[Given instruction]: List each line in the items below that contains the word "marching".

[Dataset records]:
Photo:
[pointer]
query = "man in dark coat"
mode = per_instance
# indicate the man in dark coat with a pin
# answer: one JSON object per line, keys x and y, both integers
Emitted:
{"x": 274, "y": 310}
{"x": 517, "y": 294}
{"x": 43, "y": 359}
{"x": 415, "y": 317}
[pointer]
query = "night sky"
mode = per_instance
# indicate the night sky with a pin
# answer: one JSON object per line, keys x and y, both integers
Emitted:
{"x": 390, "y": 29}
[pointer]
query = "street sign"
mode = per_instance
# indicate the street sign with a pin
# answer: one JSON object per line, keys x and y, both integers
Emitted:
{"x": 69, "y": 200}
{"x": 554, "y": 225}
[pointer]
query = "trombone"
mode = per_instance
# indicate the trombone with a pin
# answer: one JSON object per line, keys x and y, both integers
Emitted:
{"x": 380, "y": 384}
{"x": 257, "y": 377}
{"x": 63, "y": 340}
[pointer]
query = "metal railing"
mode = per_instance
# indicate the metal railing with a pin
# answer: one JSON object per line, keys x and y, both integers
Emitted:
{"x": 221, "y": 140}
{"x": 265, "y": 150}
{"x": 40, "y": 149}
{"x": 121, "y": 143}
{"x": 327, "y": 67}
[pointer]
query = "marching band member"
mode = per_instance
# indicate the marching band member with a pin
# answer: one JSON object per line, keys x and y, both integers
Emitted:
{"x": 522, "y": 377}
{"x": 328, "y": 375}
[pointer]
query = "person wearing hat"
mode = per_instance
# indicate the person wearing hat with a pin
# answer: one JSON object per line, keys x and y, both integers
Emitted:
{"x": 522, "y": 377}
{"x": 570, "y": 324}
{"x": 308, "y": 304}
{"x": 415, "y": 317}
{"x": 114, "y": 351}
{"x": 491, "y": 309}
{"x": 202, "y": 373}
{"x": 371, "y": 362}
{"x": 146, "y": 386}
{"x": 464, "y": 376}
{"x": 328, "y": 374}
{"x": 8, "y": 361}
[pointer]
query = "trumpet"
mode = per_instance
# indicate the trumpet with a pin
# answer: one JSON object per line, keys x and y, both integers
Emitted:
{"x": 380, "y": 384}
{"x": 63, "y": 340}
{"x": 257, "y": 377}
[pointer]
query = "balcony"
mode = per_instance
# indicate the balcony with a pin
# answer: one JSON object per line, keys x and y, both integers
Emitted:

[Response for this exercise]:
query = "marching band member"
# indicate the marching band member with a pin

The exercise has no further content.